I do like that word Sisu, S-I-S-U, that has to do with grit and resilience and determination and all those qualities that you would need if you were in one of those Finnish settlements up there in northern Wisconsin.

Right. Absolutely.

Because you can’t do it without a lot of internal strength, right?

Guts.

Yes.

Internal power.

A lot of pride in that word, right?

Mm—

Call us with your language question, 877-929-9673.

You know, thinking about childhood misunderstandings, Grant, it occurred to me the other day that I had a big light bulb moment.

I’m not sure how old I was, but I might have been in late elementary school or early junior high school when I realized that the State of the Union was talking about the condition of the United States, the State of the Union.

I had thought for the longest time that it was a competition every year.

They were going to announce the State of the Union.

And every year I was thinking, oh, I hope it’s going to be Kentucky.

You’re very state proud.

I was very state proud.

And I guess I, you know, I heard about all this buildup to the State of the Union.

And then I guess I never heard the actual speech.

So I was just hoping that Kentucky, my home state.

All of Congress is gathered.

Right.

And I was just hoping my home state.

President is there.

Yeah.

Your home state’s going to get recognized for the greatness.

It’s due.

It’s time.

Right.

Time for Kentucky to get what is owed.

That’s wonderful.

877-99-9673.

You’re listening to A Way with Words, the show about language and how we use it.

I’m Grant Barrett.

And I’m Martha Barnette.

I’ve been thinking a lot lately about the advice that I would give to young Martha starting out as a writer.

You know, the stuff that I wish that I’d known when I was first learning to try to sell my prose.

And the reason I was thinking about this is because there was a wonderful essay in the Writer magazine by Bonnie Hearn Hill.

She’s a novelist.

And she wrote what’s basically just a list of all the things that she wished that she had known when she started out.

She says, for example, I’m glad I figured out that there is no secret.

Writing is an art and a craft.

We’re born with a certain amount of one, and we can learn everything we need to know about the other.

The best way to learn is on our own work.

And the other one I really like is she says, I wish I’d known that if the story doesn’t take off until page 142, you better start it there.

### Work to complete
**A)** In the radio show transcript, who wrote the essay in the Writer magazine?
**B)** Return the part of the radio show transcript starting with "You know, thinking" and going on through "was very state proud.", copied word for word.
**C)** List the qualities that the radio show transcript says the word Sisu has to do with.

### Data supplied

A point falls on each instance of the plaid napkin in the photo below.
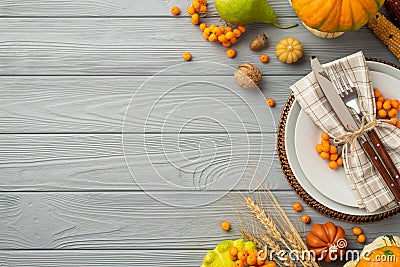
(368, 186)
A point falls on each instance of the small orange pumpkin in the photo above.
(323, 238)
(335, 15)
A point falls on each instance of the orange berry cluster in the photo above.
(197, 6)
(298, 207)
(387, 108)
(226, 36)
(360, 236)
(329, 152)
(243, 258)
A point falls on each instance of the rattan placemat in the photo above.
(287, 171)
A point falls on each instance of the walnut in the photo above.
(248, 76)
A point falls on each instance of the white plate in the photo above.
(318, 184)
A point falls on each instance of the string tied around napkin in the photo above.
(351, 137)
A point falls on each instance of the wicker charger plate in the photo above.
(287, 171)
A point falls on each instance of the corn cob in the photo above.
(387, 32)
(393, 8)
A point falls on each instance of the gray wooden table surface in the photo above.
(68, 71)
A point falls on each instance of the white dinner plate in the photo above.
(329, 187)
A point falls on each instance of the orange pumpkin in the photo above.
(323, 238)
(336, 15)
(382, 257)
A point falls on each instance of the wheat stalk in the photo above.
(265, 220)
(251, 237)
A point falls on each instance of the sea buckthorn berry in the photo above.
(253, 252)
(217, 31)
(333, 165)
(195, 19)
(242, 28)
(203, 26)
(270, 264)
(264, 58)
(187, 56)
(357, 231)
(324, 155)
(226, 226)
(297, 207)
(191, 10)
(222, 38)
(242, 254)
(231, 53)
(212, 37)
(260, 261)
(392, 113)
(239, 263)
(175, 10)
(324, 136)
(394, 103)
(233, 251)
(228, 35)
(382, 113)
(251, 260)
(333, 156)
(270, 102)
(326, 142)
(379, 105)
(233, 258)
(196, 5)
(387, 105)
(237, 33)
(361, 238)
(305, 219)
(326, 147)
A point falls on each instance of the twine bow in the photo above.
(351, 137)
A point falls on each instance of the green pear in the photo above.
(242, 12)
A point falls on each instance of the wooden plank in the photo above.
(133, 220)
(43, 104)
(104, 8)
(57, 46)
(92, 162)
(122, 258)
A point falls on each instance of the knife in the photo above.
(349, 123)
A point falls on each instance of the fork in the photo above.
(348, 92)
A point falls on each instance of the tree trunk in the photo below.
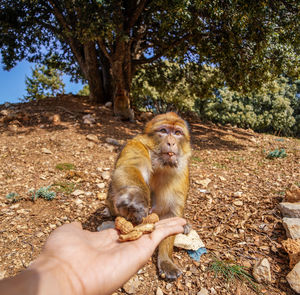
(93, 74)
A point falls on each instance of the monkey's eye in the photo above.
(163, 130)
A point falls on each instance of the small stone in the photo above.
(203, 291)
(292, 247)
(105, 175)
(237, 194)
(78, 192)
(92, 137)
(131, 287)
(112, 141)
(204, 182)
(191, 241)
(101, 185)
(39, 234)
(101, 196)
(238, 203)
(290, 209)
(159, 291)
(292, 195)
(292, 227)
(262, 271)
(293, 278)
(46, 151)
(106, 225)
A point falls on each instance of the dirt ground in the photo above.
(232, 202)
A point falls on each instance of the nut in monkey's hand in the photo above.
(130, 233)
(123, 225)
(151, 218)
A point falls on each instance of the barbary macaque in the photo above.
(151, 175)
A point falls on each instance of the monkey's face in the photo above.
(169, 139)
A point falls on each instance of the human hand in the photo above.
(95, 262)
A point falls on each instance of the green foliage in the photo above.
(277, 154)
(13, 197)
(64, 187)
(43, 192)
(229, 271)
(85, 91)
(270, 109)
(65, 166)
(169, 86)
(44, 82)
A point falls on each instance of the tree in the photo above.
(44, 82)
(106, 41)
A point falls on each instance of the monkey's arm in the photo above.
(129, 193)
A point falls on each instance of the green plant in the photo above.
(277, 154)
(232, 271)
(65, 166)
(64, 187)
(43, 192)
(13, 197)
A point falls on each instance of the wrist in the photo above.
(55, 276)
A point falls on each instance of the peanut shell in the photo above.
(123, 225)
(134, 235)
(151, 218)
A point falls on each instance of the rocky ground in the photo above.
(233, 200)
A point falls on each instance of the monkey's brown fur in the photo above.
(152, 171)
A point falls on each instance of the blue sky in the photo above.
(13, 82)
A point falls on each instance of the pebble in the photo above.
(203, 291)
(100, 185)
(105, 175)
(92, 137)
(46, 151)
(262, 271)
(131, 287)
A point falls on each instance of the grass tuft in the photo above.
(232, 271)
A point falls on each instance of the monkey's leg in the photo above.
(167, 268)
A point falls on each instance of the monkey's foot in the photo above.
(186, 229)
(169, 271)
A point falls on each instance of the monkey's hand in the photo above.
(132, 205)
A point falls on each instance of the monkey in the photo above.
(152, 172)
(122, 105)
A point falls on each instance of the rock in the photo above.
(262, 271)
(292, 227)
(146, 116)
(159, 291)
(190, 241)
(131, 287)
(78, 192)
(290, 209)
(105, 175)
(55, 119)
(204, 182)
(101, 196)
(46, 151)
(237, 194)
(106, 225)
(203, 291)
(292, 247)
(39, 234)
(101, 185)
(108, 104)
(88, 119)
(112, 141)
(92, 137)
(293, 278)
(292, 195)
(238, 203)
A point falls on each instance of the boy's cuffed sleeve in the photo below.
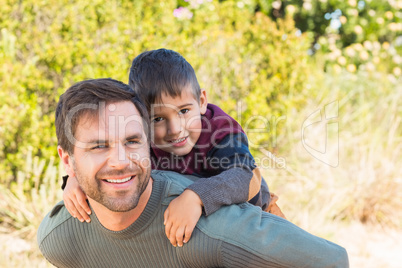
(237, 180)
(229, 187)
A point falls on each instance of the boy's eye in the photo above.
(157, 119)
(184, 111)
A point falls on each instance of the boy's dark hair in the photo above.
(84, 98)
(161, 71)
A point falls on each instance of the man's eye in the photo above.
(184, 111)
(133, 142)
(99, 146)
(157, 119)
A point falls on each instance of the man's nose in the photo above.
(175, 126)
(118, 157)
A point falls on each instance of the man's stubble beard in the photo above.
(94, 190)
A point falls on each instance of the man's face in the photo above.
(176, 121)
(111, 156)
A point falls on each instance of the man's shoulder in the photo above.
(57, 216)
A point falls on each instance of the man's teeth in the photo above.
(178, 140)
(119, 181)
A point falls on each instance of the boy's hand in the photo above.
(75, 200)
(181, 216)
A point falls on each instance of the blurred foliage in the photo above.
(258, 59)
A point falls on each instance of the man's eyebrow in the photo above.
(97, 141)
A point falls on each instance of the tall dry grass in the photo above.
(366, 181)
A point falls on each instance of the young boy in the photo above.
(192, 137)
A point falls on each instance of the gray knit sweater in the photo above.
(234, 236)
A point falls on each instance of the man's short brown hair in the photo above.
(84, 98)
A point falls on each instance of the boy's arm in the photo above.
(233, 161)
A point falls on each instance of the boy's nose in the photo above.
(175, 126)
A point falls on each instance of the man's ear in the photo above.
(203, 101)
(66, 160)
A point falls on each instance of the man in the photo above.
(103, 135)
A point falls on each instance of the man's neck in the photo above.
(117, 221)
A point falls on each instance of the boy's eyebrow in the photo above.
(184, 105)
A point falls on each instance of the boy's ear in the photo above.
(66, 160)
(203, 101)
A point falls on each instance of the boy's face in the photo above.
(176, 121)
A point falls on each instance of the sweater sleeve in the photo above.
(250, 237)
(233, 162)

---

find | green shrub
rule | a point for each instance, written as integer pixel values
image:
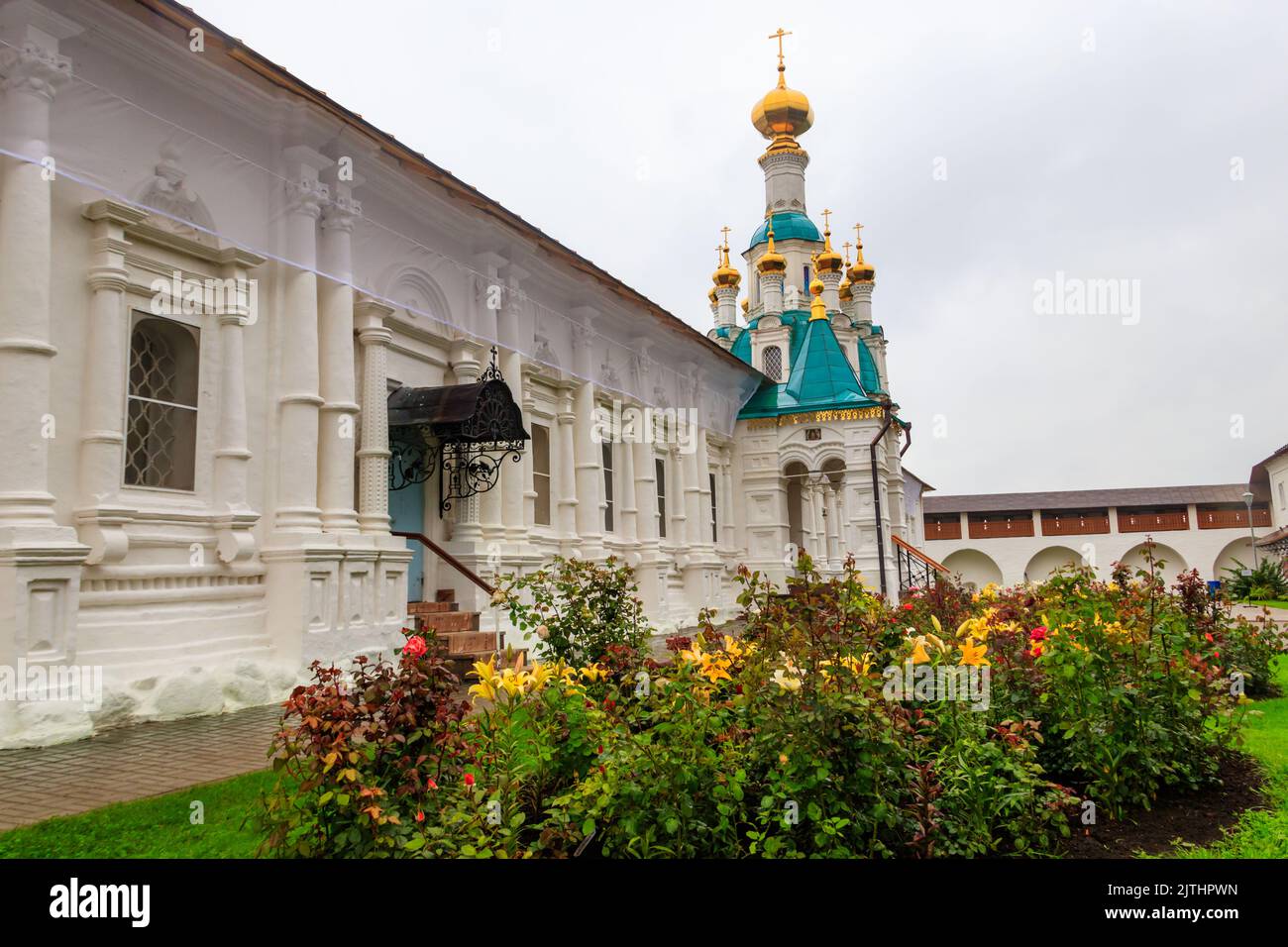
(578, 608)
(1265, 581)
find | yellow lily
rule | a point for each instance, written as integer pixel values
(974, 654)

### Answer list
**A)** Bonnie Hearn Hill

**B)**
You know, thinking about childhood misunderstandings, Grant, it occurred to me the other day that I had a big light bulb moment.

I’m not sure how old I was, but I might have been in late elementary school or early junior high school when I realized that the State of the Union was talking about the condition of the United States, the State of the Union.

I had thought for the longest time that it was a competition every year.

They were going to announce the State of the Union.

And every year I was thinking, oh, I hope it’s going to be Kentucky.

You’re very state proud.

I was very state proud.

**C)** grit, resilience, determination